* PROBLEM TO WORK ON *
From the records below, extract only the lines running from the line with "trace: <item>bottle cap</item>" to the line with "trace: <item>wristwatch</item>", both lines included, reproducing them exactly.

* INPUT DATA *
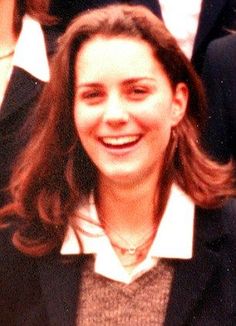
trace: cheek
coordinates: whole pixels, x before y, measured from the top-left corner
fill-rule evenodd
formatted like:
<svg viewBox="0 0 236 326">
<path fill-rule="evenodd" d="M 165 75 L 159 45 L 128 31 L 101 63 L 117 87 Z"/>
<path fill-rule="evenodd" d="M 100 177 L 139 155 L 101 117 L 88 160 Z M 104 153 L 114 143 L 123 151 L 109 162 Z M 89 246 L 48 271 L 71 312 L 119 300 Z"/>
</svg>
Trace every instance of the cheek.
<svg viewBox="0 0 236 326">
<path fill-rule="evenodd" d="M 171 96 L 156 96 L 145 102 L 136 118 L 147 129 L 171 128 Z"/>
<path fill-rule="evenodd" d="M 78 135 L 87 134 L 94 130 L 97 123 L 96 114 L 92 110 L 75 107 L 74 109 L 74 123 Z"/>
<path fill-rule="evenodd" d="M 168 132 L 171 129 L 171 119 L 169 114 L 164 111 L 158 112 L 158 109 L 153 111 L 147 110 L 142 115 L 136 116 L 139 124 L 147 131 Z"/>
<path fill-rule="evenodd" d="M 171 119 L 169 113 L 164 110 L 153 110 L 143 115 L 140 124 L 151 137 L 151 143 L 157 144 L 157 150 L 164 150 L 169 143 L 171 135 Z"/>
</svg>

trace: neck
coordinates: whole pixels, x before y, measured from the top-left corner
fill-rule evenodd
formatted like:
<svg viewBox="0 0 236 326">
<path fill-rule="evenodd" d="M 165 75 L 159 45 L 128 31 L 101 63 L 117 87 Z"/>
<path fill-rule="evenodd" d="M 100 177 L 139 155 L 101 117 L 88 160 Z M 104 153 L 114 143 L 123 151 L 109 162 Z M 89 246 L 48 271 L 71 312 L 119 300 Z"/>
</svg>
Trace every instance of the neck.
<svg viewBox="0 0 236 326">
<path fill-rule="evenodd" d="M 0 3 L 0 48 L 1 52 L 14 48 L 16 35 L 14 33 L 15 1 L 3 0 Z"/>
<path fill-rule="evenodd" d="M 157 197 L 156 178 L 123 187 L 102 180 L 98 189 L 98 212 L 111 229 L 124 236 L 135 233 L 138 238 L 144 230 L 156 225 Z"/>
</svg>

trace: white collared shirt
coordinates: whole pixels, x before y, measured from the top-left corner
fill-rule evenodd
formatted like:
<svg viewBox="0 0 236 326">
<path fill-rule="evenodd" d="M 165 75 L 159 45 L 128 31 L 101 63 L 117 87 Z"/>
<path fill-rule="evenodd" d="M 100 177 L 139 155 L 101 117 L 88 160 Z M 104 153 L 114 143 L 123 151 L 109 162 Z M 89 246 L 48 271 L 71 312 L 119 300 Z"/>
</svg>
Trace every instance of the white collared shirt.
<svg viewBox="0 0 236 326">
<path fill-rule="evenodd" d="M 159 0 L 159 3 L 166 27 L 191 59 L 202 0 Z"/>
<path fill-rule="evenodd" d="M 149 252 L 145 260 L 128 273 L 99 224 L 91 196 L 88 203 L 78 208 L 78 215 L 81 218 L 76 221 L 78 223 L 76 231 L 69 225 L 61 254 L 82 253 L 76 236 L 77 232 L 83 245 L 83 254 L 95 254 L 95 272 L 112 280 L 129 284 L 153 268 L 159 258 L 192 258 L 194 207 L 192 200 L 179 187 L 172 185 L 165 212 Z M 81 229 L 83 232 L 80 231 Z"/>
<path fill-rule="evenodd" d="M 20 67 L 37 79 L 48 82 L 50 79 L 44 34 L 40 23 L 29 15 L 25 15 L 17 40 L 12 60 L 12 68 L 8 73 L 11 78 L 13 67 Z M 5 94 L 0 96 L 0 109 Z"/>
<path fill-rule="evenodd" d="M 50 72 L 44 34 L 40 23 L 29 15 L 23 17 L 13 66 L 24 69 L 41 81 L 49 81 Z"/>
</svg>

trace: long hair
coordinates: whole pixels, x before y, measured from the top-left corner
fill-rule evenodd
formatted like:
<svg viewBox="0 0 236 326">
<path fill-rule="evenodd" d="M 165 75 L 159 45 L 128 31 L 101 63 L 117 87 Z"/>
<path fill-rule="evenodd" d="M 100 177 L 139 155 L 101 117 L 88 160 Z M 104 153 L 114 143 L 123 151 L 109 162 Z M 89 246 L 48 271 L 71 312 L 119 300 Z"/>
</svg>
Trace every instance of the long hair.
<svg viewBox="0 0 236 326">
<path fill-rule="evenodd" d="M 75 18 L 60 39 L 32 137 L 10 182 L 12 202 L 1 211 L 2 224 L 7 216 L 16 216 L 13 243 L 28 254 L 39 256 L 59 247 L 78 202 L 96 189 L 97 170 L 77 136 L 73 102 L 77 53 L 97 35 L 147 42 L 173 90 L 179 82 L 189 89 L 185 116 L 172 130 L 166 150 L 157 215 L 165 208 L 173 182 L 201 207 L 220 206 L 233 193 L 231 165 L 212 161 L 199 144 L 206 106 L 202 83 L 163 23 L 142 6 L 91 10 Z"/>
<path fill-rule="evenodd" d="M 56 22 L 55 17 L 49 15 L 51 0 L 16 0 L 14 9 L 14 32 L 20 33 L 22 19 L 25 14 L 37 19 L 43 25 L 51 25 Z"/>
</svg>

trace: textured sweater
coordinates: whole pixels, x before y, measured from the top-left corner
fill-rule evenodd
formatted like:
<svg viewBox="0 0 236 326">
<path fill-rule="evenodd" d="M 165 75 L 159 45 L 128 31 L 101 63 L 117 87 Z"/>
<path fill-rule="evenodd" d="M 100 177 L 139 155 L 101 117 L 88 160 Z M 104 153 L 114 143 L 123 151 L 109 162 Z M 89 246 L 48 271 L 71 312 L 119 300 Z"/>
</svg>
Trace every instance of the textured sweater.
<svg viewBox="0 0 236 326">
<path fill-rule="evenodd" d="M 81 272 L 77 325 L 163 325 L 169 300 L 173 267 L 159 260 L 131 284 L 94 273 L 89 257 Z"/>
</svg>

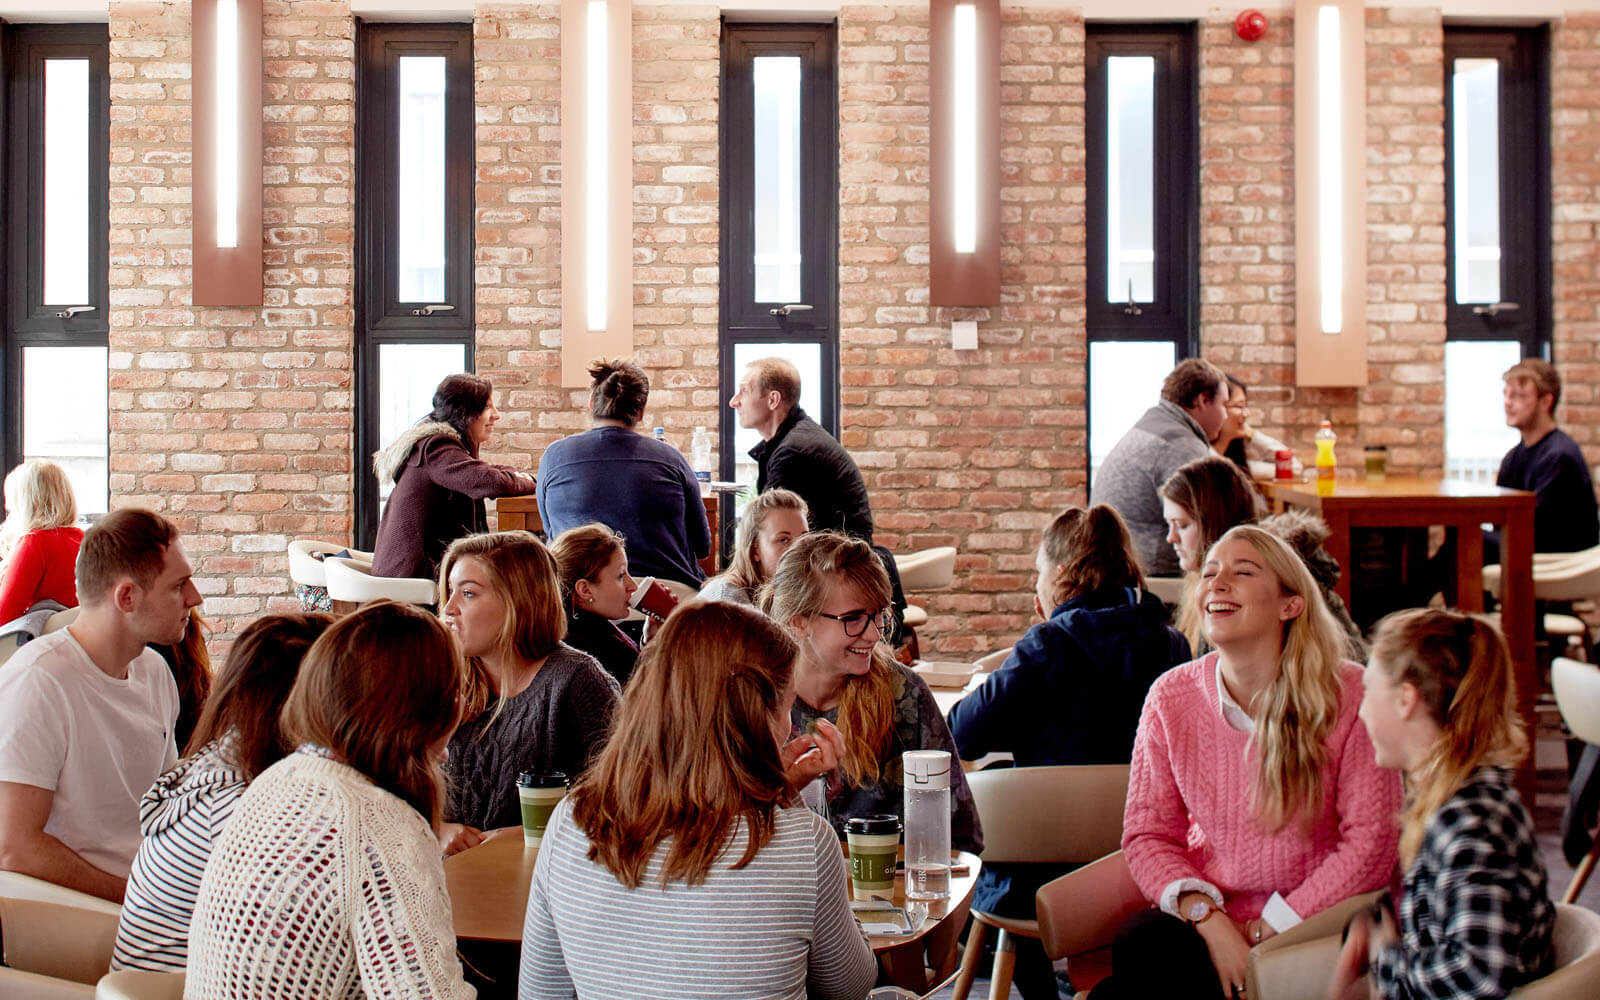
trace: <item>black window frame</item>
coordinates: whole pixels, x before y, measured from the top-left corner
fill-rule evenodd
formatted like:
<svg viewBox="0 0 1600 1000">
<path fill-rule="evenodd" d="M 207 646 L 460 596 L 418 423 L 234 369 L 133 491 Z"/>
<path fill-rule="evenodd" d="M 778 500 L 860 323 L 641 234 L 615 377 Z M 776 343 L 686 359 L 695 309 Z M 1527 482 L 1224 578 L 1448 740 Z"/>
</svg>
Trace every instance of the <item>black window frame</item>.
<svg viewBox="0 0 1600 1000">
<path fill-rule="evenodd" d="M 1111 302 L 1106 260 L 1106 60 L 1155 59 L 1154 301 Z M 1200 354 L 1199 34 L 1193 21 L 1089 22 L 1084 26 L 1086 334 L 1090 344 L 1171 343 L 1176 360 Z M 1092 351 L 1084 353 L 1084 470 L 1089 468 Z"/>
<path fill-rule="evenodd" d="M 1444 28 L 1445 339 L 1514 340 L 1549 358 L 1551 299 L 1550 33 L 1545 25 Z M 1454 61 L 1500 60 L 1500 298 L 1495 314 L 1455 301 Z M 1516 266 L 1526 261 L 1526 267 Z"/>
<path fill-rule="evenodd" d="M 43 62 L 89 60 L 89 301 L 72 316 L 44 297 Z M 110 323 L 111 36 L 104 24 L 0 24 L 0 449 L 4 469 L 22 461 L 22 351 L 25 347 L 108 347 Z M 16 127 L 19 123 L 26 123 Z M 107 426 L 109 445 L 110 429 Z M 109 458 L 109 446 L 107 455 Z M 109 467 L 108 467 L 109 472 Z"/>
<path fill-rule="evenodd" d="M 378 440 L 379 349 L 385 344 L 459 344 L 464 370 L 475 367 L 474 172 L 476 110 L 472 25 L 465 22 L 356 22 L 355 539 L 371 549 L 378 535 L 378 481 L 368 458 Z M 397 60 L 445 57 L 445 297 L 398 298 L 399 129 L 394 94 Z M 421 414 L 418 414 L 420 417 Z"/>
<path fill-rule="evenodd" d="M 821 349 L 822 412 L 809 416 L 834 437 L 839 436 L 839 88 L 838 25 L 827 23 L 771 24 L 723 19 L 719 89 L 722 113 L 718 116 L 722 183 L 719 202 L 722 219 L 717 357 L 721 400 L 739 387 L 734 350 L 745 344 L 817 344 Z M 803 165 L 802 197 L 815 208 L 803 220 L 801 300 L 809 313 L 774 317 L 770 310 L 788 303 L 755 302 L 753 201 L 744 195 L 753 183 L 755 155 L 749 136 L 730 133 L 730 125 L 753 115 L 753 94 L 730 85 L 763 52 L 798 55 L 804 66 L 800 105 L 800 131 L 808 137 Z M 823 117 L 817 122 L 818 116 Z M 811 141 L 812 139 L 815 141 Z M 811 192 L 811 193 L 808 193 Z M 831 266 L 828 262 L 831 261 Z M 732 479 L 736 430 L 732 411 L 720 407 L 718 452 L 723 479 Z M 729 519 L 731 522 L 731 519 Z M 731 526 L 731 524 L 730 524 Z"/>
</svg>

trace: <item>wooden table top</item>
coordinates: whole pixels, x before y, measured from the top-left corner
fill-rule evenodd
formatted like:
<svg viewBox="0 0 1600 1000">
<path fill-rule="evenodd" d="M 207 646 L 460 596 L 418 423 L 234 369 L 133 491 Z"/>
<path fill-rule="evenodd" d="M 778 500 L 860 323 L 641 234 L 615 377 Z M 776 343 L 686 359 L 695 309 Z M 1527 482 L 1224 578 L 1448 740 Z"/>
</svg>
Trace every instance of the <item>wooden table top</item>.
<svg viewBox="0 0 1600 1000">
<path fill-rule="evenodd" d="M 536 847 L 525 847 L 521 836 L 496 837 L 477 847 L 444 859 L 445 889 L 457 938 L 476 941 L 522 941 L 522 923 L 528 910 L 528 887 L 533 880 Z M 917 931 L 909 935 L 873 935 L 872 950 L 881 953 L 919 941 L 939 922 L 971 899 L 983 862 L 962 852 L 956 861 L 966 865 L 965 875 L 950 876 L 947 899 L 924 902 L 905 898 L 905 878 L 894 880 L 894 903 L 906 907 Z"/>
<path fill-rule="evenodd" d="M 1335 479 L 1332 489 L 1323 493 L 1313 482 L 1297 479 L 1263 479 L 1261 488 L 1273 499 L 1303 500 L 1311 503 L 1374 500 L 1498 500 L 1532 497 L 1524 490 L 1506 489 L 1489 483 L 1444 476 L 1386 476 L 1381 480 Z"/>
</svg>

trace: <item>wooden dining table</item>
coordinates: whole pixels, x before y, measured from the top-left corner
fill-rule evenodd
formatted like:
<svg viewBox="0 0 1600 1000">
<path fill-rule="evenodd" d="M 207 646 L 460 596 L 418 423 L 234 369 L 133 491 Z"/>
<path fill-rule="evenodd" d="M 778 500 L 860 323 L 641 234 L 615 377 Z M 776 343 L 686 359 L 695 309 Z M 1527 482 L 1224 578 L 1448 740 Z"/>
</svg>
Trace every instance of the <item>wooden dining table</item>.
<svg viewBox="0 0 1600 1000">
<path fill-rule="evenodd" d="M 538 857 L 538 848 L 526 847 L 522 837 L 512 835 L 445 858 L 445 890 L 450 895 L 458 940 L 521 944 L 528 889 Z M 964 870 L 950 876 L 950 895 L 945 899 L 907 901 L 905 879 L 896 876 L 893 901 L 906 907 L 916 929 L 910 934 L 867 938 L 886 977 L 897 986 L 924 992 L 938 981 L 934 975 L 942 972 L 940 978 L 944 978 L 954 971 L 952 965 L 935 967 L 930 973 L 926 962 L 933 956 L 935 961 L 948 958 L 953 963 L 956 936 L 966 923 L 983 862 L 964 851 L 953 860 L 958 870 Z"/>
<path fill-rule="evenodd" d="M 721 572 L 717 560 L 722 533 L 717 529 L 722 520 L 722 497 L 728 492 L 726 489 L 708 490 L 704 485 L 700 487 L 700 502 L 705 504 L 706 523 L 711 526 L 711 551 L 700 560 L 700 569 L 707 577 L 716 576 Z M 532 494 L 522 497 L 497 497 L 494 501 L 494 510 L 501 531 L 544 530 L 544 521 L 539 517 L 539 501 Z"/>
<path fill-rule="evenodd" d="M 1320 489 L 1315 482 L 1298 480 L 1268 480 L 1260 486 L 1274 513 L 1297 507 L 1327 522 L 1329 534 L 1323 547 L 1343 569 L 1337 589 L 1353 613 L 1361 605 L 1361 595 L 1352 593 L 1350 587 L 1353 529 L 1435 524 L 1456 529 L 1455 606 L 1482 611 L 1483 533 L 1479 526 L 1497 526 L 1503 580 L 1500 627 L 1516 665 L 1517 707 L 1528 731 L 1534 731 L 1539 675 L 1534 657 L 1532 493 L 1442 476 L 1336 479 Z M 1517 771 L 1517 790 L 1524 802 L 1534 801 L 1534 787 L 1533 755 L 1529 754 Z"/>
</svg>

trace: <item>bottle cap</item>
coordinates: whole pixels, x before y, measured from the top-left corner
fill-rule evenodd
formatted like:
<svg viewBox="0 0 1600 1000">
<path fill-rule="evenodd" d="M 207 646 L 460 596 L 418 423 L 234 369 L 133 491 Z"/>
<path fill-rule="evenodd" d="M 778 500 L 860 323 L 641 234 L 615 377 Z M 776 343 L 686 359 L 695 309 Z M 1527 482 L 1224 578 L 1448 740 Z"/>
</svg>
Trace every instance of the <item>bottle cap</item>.
<svg viewBox="0 0 1600 1000">
<path fill-rule="evenodd" d="M 852 816 L 844 821 L 844 832 L 858 836 L 886 837 L 900 832 L 898 816 Z"/>
<path fill-rule="evenodd" d="M 950 787 L 950 753 L 946 750 L 907 750 L 901 754 L 906 787 L 919 790 Z"/>
<path fill-rule="evenodd" d="M 523 788 L 565 788 L 567 776 L 560 771 L 523 771 L 517 775 L 517 784 Z"/>
</svg>

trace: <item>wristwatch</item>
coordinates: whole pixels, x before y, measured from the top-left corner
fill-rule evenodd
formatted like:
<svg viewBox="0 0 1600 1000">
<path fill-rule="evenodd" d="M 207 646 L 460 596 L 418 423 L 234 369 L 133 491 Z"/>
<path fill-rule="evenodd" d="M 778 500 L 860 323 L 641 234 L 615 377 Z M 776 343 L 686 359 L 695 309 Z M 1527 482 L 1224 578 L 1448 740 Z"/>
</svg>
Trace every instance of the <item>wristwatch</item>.
<svg viewBox="0 0 1600 1000">
<path fill-rule="evenodd" d="M 1221 912 L 1222 907 L 1213 903 L 1211 900 L 1200 899 L 1189 904 L 1189 912 L 1184 914 L 1183 919 L 1189 921 L 1189 923 L 1193 926 L 1198 927 L 1207 920 L 1210 920 L 1212 914 Z"/>
</svg>

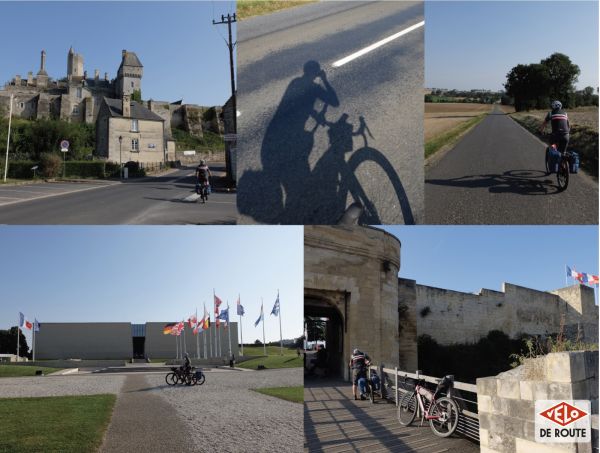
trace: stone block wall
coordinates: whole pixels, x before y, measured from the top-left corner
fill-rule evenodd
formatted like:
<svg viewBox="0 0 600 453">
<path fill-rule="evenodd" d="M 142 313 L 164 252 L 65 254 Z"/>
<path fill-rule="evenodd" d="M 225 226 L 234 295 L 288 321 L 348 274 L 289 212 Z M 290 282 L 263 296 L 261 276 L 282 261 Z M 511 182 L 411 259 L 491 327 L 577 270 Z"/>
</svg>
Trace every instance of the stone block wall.
<svg viewBox="0 0 600 453">
<path fill-rule="evenodd" d="M 552 353 L 497 376 L 477 379 L 481 452 L 591 453 L 589 443 L 535 442 L 535 401 L 546 399 L 591 400 L 597 417 L 598 352 Z"/>
</svg>

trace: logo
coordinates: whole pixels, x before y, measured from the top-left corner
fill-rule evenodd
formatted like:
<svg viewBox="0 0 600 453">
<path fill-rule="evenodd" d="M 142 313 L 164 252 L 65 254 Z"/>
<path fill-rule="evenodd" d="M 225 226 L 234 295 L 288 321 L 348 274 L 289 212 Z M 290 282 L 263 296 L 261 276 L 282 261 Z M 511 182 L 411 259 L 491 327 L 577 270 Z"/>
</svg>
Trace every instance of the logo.
<svg viewBox="0 0 600 453">
<path fill-rule="evenodd" d="M 542 443 L 591 442 L 590 402 L 535 402 L 535 440 Z"/>
<path fill-rule="evenodd" d="M 562 402 L 546 411 L 540 412 L 540 415 L 560 426 L 567 426 L 585 417 L 587 412 L 577 409 L 569 403 Z"/>
</svg>

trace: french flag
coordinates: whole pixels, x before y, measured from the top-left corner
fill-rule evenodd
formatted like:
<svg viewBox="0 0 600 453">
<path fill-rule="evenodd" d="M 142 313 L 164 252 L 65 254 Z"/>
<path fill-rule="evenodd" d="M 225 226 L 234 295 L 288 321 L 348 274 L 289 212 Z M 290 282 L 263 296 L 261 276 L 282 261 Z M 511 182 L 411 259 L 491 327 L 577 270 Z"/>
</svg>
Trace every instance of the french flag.
<svg viewBox="0 0 600 453">
<path fill-rule="evenodd" d="M 33 329 L 33 323 L 25 319 L 25 315 L 21 312 L 19 312 L 19 327 L 21 329 Z"/>
<path fill-rule="evenodd" d="M 574 278 L 575 280 L 579 280 L 581 283 L 583 283 L 584 274 L 582 274 L 581 272 L 577 272 L 571 269 L 569 266 L 567 266 L 567 277 Z"/>
</svg>

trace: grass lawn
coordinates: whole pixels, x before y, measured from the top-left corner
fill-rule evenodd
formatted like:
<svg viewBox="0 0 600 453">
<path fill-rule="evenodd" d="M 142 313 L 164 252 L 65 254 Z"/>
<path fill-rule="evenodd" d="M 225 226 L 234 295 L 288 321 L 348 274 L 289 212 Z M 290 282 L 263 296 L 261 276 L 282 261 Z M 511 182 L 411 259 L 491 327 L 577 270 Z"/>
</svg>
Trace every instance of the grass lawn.
<svg viewBox="0 0 600 453">
<path fill-rule="evenodd" d="M 301 385 L 296 387 L 269 387 L 253 390 L 258 393 L 263 393 L 264 395 L 274 396 L 294 403 L 304 402 L 304 387 Z"/>
<path fill-rule="evenodd" d="M 60 371 L 62 368 L 52 368 L 47 366 L 29 366 L 29 365 L 0 365 L 0 378 L 35 376 L 37 370 L 43 370 L 44 374 Z"/>
<path fill-rule="evenodd" d="M 296 368 L 304 365 L 302 355 L 298 357 L 296 349 L 283 348 L 283 355 L 279 355 L 279 346 L 267 346 L 267 357 L 263 354 L 262 346 L 244 346 L 245 356 L 257 356 L 254 359 L 240 362 L 237 366 L 255 370 L 258 365 L 267 368 Z"/>
<path fill-rule="evenodd" d="M 444 146 L 453 146 L 456 144 L 464 134 L 483 121 L 486 116 L 487 114 L 475 116 L 468 121 L 460 123 L 458 126 L 450 129 L 448 132 L 428 140 L 425 143 L 425 159 Z"/>
<path fill-rule="evenodd" d="M 0 398 L 0 451 L 95 451 L 116 395 Z"/>
<path fill-rule="evenodd" d="M 238 0 L 237 15 L 239 19 L 269 14 L 287 8 L 314 3 L 316 0 Z"/>
</svg>

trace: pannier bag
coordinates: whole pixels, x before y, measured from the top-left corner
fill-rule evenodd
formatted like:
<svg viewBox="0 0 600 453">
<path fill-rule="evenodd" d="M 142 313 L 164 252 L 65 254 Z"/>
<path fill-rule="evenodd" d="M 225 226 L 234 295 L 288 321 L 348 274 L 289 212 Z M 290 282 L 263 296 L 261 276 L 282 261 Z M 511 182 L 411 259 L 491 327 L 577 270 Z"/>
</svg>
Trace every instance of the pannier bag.
<svg viewBox="0 0 600 453">
<path fill-rule="evenodd" d="M 548 156 L 548 168 L 550 173 L 558 173 L 558 164 L 560 163 L 560 151 L 554 146 L 549 146 L 546 150 Z"/>
<path fill-rule="evenodd" d="M 373 374 L 371 376 L 371 385 L 373 386 L 373 389 L 376 391 L 379 391 L 380 383 L 381 383 L 381 381 L 379 380 L 379 376 L 377 376 L 376 374 Z"/>
<path fill-rule="evenodd" d="M 433 400 L 433 393 L 427 390 L 425 387 L 419 388 L 419 395 L 424 396 L 427 401 Z"/>
<path fill-rule="evenodd" d="M 569 173 L 577 173 L 579 171 L 579 153 L 571 151 L 569 157 Z"/>
</svg>

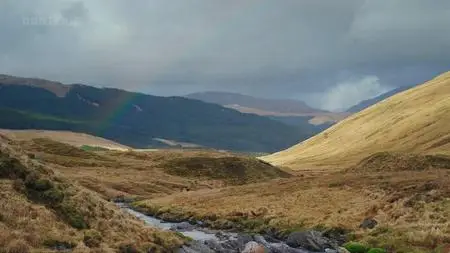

* RESULT OF THE TASK *
trace: <item>bottle cap</item>
coordinates: whole pixels, x before y, measured from the top-left corner
fill-rule evenodd
formatted like:
<svg viewBox="0 0 1600 1000">
<path fill-rule="evenodd" d="M 207 646 L 460 596 L 418 423 L 234 369 L 133 491 Z"/>
<path fill-rule="evenodd" d="M 778 500 L 860 323 L 641 234 L 615 377 Z M 776 343 L 686 359 L 695 309 Z M 1527 482 L 1224 578 L 1448 740 Z"/>
</svg>
Trace every instance of the <item>bottle cap</item>.
<svg viewBox="0 0 1600 1000">
<path fill-rule="evenodd" d="M 852 816 L 844 821 L 844 832 L 858 836 L 886 837 L 900 832 L 898 816 Z"/>
<path fill-rule="evenodd" d="M 950 787 L 950 753 L 946 750 L 907 750 L 901 754 L 906 787 L 919 790 Z"/>
<path fill-rule="evenodd" d="M 523 788 L 565 788 L 567 776 L 560 771 L 523 771 L 517 775 L 517 784 Z"/>
</svg>

trace: <item>wristwatch</item>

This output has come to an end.